Aufgabenstellung =>
Kannst du alles von der Zeile mit „Put a single dot on each instance of the bicycle“ bis hinunter zur allerletzten Zeile unverändert wiederholen, beide Enden eingeschlossen?

Zu bearbeitende Zeilen =>

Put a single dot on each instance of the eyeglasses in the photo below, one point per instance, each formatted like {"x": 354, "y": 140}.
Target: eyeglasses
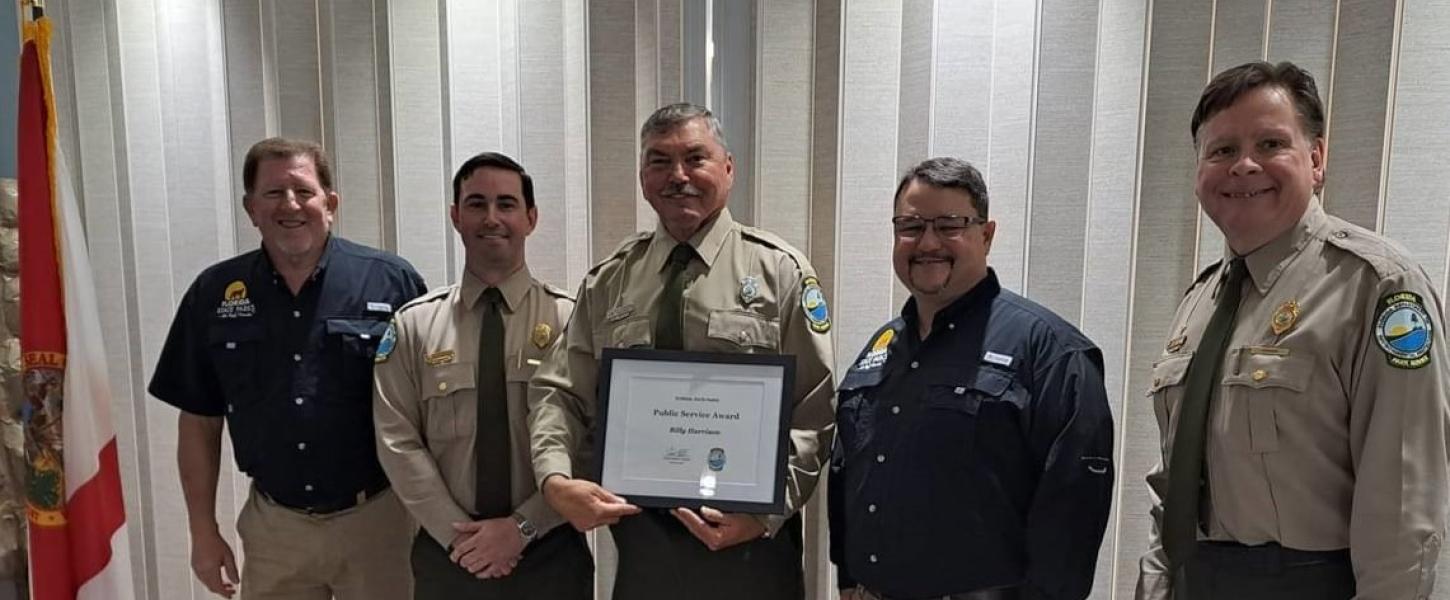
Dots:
{"x": 912, "y": 226}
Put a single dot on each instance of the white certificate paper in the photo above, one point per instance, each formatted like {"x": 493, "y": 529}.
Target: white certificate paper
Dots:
{"x": 689, "y": 429}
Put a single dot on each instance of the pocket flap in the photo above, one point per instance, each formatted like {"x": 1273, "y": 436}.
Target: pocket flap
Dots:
{"x": 1260, "y": 370}
{"x": 1169, "y": 371}
{"x": 744, "y": 328}
{"x": 447, "y": 378}
{"x": 521, "y": 370}
{"x": 360, "y": 328}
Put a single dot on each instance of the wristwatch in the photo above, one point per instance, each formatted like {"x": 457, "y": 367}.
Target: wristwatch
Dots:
{"x": 527, "y": 528}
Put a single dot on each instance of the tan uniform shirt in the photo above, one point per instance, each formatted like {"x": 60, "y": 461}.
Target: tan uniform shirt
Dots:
{"x": 743, "y": 294}
{"x": 425, "y": 399}
{"x": 1328, "y": 426}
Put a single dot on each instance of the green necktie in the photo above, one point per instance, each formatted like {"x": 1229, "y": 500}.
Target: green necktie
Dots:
{"x": 669, "y": 321}
{"x": 492, "y": 441}
{"x": 1186, "y": 463}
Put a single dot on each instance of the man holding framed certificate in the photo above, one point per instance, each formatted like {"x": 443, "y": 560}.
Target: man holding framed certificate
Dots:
{"x": 712, "y": 287}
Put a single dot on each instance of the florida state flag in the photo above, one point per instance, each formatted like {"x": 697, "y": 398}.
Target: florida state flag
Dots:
{"x": 77, "y": 519}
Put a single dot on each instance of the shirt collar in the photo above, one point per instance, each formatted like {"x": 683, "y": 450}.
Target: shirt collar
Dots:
{"x": 983, "y": 292}
{"x": 264, "y": 265}
{"x": 514, "y": 289}
{"x": 708, "y": 241}
{"x": 1270, "y": 260}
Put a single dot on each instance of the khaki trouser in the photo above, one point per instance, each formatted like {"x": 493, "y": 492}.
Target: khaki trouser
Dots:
{"x": 354, "y": 554}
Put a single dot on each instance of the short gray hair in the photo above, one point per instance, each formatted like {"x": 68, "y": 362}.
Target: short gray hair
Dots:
{"x": 672, "y": 116}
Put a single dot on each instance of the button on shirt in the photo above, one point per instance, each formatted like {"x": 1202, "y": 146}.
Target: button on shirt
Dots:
{"x": 1318, "y": 435}
{"x": 427, "y": 399}
{"x": 292, "y": 374}
{"x": 976, "y": 458}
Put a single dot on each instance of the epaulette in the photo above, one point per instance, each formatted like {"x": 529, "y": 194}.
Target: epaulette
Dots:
{"x": 1382, "y": 254}
{"x": 775, "y": 241}
{"x": 1204, "y": 276}
{"x": 622, "y": 250}
{"x": 438, "y": 293}
{"x": 558, "y": 293}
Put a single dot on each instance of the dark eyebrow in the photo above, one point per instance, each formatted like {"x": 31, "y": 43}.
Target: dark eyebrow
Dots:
{"x": 486, "y": 199}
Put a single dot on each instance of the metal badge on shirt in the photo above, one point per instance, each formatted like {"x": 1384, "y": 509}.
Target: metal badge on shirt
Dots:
{"x": 235, "y": 303}
{"x": 1404, "y": 329}
{"x": 440, "y": 358}
{"x": 384, "y": 347}
{"x": 748, "y": 289}
{"x": 541, "y": 335}
{"x": 1283, "y": 318}
{"x": 812, "y": 300}
{"x": 879, "y": 350}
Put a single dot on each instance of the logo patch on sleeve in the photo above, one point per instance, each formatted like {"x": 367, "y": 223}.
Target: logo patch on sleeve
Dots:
{"x": 812, "y": 300}
{"x": 1404, "y": 329}
{"x": 384, "y": 347}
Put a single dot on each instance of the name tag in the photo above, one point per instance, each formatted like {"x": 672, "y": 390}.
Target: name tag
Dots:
{"x": 998, "y": 358}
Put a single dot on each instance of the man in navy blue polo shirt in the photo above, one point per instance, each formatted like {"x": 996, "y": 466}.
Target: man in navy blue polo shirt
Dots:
{"x": 280, "y": 342}
{"x": 973, "y": 454}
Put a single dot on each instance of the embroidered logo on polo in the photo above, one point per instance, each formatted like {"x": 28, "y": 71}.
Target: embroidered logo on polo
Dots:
{"x": 879, "y": 350}
{"x": 384, "y": 347}
{"x": 235, "y": 305}
{"x": 1404, "y": 329}
{"x": 812, "y": 300}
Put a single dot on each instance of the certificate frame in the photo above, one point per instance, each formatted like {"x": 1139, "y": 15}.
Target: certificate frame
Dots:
{"x": 628, "y": 441}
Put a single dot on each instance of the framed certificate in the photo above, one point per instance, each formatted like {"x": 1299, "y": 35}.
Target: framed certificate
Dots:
{"x": 695, "y": 428}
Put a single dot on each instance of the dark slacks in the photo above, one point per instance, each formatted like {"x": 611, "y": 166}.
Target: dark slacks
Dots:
{"x": 661, "y": 560}
{"x": 1234, "y": 571}
{"x": 554, "y": 567}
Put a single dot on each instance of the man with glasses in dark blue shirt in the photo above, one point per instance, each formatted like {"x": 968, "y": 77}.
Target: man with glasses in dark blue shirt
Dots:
{"x": 280, "y": 342}
{"x": 973, "y": 454}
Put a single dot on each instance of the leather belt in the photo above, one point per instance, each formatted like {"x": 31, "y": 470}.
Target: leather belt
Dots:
{"x": 328, "y": 507}
{"x": 1266, "y": 557}
{"x": 996, "y": 593}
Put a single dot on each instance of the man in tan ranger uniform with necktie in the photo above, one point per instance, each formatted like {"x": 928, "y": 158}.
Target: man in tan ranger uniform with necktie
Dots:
{"x": 450, "y": 406}
{"x": 1301, "y": 392}
{"x": 727, "y": 289}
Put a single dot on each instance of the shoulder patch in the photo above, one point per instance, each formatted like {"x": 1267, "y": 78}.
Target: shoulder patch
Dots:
{"x": 384, "y": 347}
{"x": 1204, "y": 274}
{"x": 812, "y": 302}
{"x": 622, "y": 250}
{"x": 1404, "y": 331}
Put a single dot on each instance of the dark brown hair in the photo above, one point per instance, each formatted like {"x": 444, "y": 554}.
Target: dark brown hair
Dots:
{"x": 1227, "y": 87}
{"x": 286, "y": 148}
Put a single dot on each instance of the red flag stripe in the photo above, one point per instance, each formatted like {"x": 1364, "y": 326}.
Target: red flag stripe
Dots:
{"x": 94, "y": 513}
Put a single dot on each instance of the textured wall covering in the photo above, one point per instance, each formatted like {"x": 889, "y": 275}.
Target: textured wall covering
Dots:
{"x": 1075, "y": 110}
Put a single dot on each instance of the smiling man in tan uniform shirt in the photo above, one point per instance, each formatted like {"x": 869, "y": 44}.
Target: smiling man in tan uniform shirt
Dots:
{"x": 427, "y": 406}
{"x": 1324, "y": 447}
{"x": 746, "y": 292}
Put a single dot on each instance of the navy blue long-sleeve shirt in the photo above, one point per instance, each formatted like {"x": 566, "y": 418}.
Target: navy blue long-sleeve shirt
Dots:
{"x": 976, "y": 458}
{"x": 292, "y": 374}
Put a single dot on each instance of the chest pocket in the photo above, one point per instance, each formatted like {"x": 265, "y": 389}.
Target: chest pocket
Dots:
{"x": 956, "y": 409}
{"x": 357, "y": 336}
{"x": 353, "y": 344}
{"x": 1166, "y": 389}
{"x": 737, "y": 331}
{"x": 450, "y": 402}
{"x": 632, "y": 332}
{"x": 237, "y": 351}
{"x": 1262, "y": 386}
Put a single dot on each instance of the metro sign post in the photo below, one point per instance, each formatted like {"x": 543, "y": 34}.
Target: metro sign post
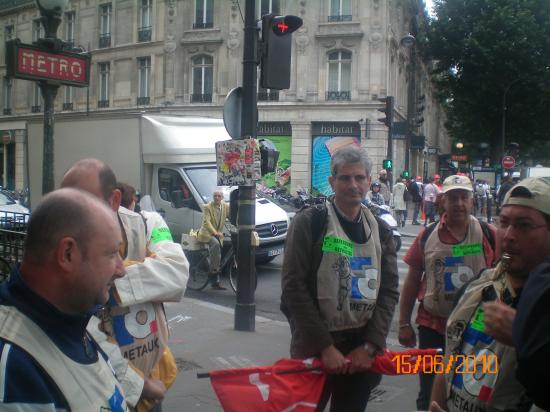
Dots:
{"x": 52, "y": 68}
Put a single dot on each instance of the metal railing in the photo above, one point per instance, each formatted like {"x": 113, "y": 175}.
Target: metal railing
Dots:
{"x": 201, "y": 98}
{"x": 104, "y": 40}
{"x": 339, "y": 95}
{"x": 203, "y": 25}
{"x": 340, "y": 17}
{"x": 13, "y": 232}
{"x": 144, "y": 34}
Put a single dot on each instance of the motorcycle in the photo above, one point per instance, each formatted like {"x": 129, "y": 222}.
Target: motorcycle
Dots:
{"x": 384, "y": 213}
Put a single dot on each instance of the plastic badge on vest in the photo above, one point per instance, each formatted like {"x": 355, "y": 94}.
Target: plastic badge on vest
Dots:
{"x": 338, "y": 245}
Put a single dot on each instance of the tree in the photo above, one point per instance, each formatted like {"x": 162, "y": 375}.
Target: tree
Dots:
{"x": 488, "y": 52}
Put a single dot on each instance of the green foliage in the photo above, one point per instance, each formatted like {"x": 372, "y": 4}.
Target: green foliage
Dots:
{"x": 488, "y": 50}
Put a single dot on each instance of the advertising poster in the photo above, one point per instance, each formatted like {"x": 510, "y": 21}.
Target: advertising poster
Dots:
{"x": 323, "y": 147}
{"x": 238, "y": 162}
{"x": 281, "y": 177}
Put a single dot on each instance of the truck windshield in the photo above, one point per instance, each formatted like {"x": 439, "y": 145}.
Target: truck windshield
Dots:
{"x": 204, "y": 179}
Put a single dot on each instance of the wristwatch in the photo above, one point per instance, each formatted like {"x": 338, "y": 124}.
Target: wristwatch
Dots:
{"x": 371, "y": 350}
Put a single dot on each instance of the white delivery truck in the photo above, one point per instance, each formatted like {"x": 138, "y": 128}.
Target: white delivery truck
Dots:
{"x": 170, "y": 158}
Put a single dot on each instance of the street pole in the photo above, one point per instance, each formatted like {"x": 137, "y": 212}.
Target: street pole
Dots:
{"x": 49, "y": 92}
{"x": 245, "y": 308}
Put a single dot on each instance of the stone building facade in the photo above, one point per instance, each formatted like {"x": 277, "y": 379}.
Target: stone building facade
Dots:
{"x": 182, "y": 57}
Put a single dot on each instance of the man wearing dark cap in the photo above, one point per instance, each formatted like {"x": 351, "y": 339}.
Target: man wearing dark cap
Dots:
{"x": 480, "y": 326}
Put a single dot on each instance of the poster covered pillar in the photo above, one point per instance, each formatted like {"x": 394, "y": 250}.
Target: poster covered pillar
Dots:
{"x": 301, "y": 155}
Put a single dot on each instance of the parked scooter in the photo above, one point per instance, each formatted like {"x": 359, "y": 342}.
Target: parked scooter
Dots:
{"x": 384, "y": 213}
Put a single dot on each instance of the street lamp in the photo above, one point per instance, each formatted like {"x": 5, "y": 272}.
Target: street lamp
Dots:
{"x": 408, "y": 42}
{"x": 51, "y": 12}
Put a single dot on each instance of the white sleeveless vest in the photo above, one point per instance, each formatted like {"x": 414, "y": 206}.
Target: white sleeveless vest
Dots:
{"x": 449, "y": 267}
{"x": 140, "y": 330}
{"x": 348, "y": 277}
{"x": 85, "y": 387}
{"x": 478, "y": 383}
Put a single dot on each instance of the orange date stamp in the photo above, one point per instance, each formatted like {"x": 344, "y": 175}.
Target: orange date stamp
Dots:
{"x": 483, "y": 363}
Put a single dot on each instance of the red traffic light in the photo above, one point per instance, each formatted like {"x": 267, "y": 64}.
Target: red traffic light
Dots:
{"x": 283, "y": 25}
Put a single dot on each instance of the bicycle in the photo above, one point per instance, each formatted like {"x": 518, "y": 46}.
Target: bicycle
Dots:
{"x": 199, "y": 263}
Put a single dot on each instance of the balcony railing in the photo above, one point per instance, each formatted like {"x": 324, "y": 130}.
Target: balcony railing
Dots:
{"x": 340, "y": 17}
{"x": 201, "y": 98}
{"x": 143, "y": 101}
{"x": 339, "y": 95}
{"x": 269, "y": 96}
{"x": 104, "y": 40}
{"x": 144, "y": 34}
{"x": 203, "y": 25}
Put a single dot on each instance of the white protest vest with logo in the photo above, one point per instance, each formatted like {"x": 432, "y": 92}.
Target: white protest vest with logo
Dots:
{"x": 86, "y": 388}
{"x": 449, "y": 267}
{"x": 140, "y": 330}
{"x": 484, "y": 377}
{"x": 348, "y": 277}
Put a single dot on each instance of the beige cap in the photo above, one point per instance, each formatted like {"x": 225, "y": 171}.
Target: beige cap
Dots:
{"x": 456, "y": 182}
{"x": 532, "y": 192}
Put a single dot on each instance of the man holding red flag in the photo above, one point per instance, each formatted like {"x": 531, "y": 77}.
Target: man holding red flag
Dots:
{"x": 340, "y": 284}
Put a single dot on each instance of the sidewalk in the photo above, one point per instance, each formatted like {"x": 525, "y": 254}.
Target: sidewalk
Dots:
{"x": 203, "y": 339}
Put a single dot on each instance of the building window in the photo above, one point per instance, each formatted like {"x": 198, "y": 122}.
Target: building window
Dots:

Vollständige Ausgabe =>
Put a single dot on each instance of the bicycle in the photo above, one point per instance, each formatted like {"x": 518, "y": 46}.
Target: bicycle
Dots:
{"x": 199, "y": 263}
Put a single dot on each instance of the balcony railing in the photo above, one point per instance, each formatted like {"x": 324, "y": 130}.
Target: balcony railing
Dots:
{"x": 340, "y": 17}
{"x": 201, "y": 98}
{"x": 143, "y": 101}
{"x": 339, "y": 95}
{"x": 269, "y": 96}
{"x": 104, "y": 40}
{"x": 144, "y": 34}
{"x": 203, "y": 25}
Put a single dot on each instance of the white protest vest with logo in the photo above, one point per instance, each formatted like {"x": 432, "y": 92}.
Target: white protest vest with logo
Dots:
{"x": 86, "y": 388}
{"x": 449, "y": 267}
{"x": 140, "y": 330}
{"x": 484, "y": 377}
{"x": 348, "y": 277}
Put a single dot on each instance of the beige cap in the photo above, one point per instance, each formatted like {"x": 225, "y": 171}.
Target: beige cap
Dots:
{"x": 456, "y": 182}
{"x": 532, "y": 192}
Put a single dot on each instance of the man holding red flag in the photo above, one point per instance, each formatted like {"x": 531, "y": 77}.
Target: man holding red flag
Dots:
{"x": 340, "y": 284}
Put a single dot on each instance of the sidewalk in the photo above, one point per instance, each formatted like {"x": 525, "y": 254}.
Target: sidewalk
Dots:
{"x": 203, "y": 339}
Put a single dot on each instance of the building window in the photo above, one point per instance, each formatted like {"x": 198, "y": 122}.
Target: building window
Dots:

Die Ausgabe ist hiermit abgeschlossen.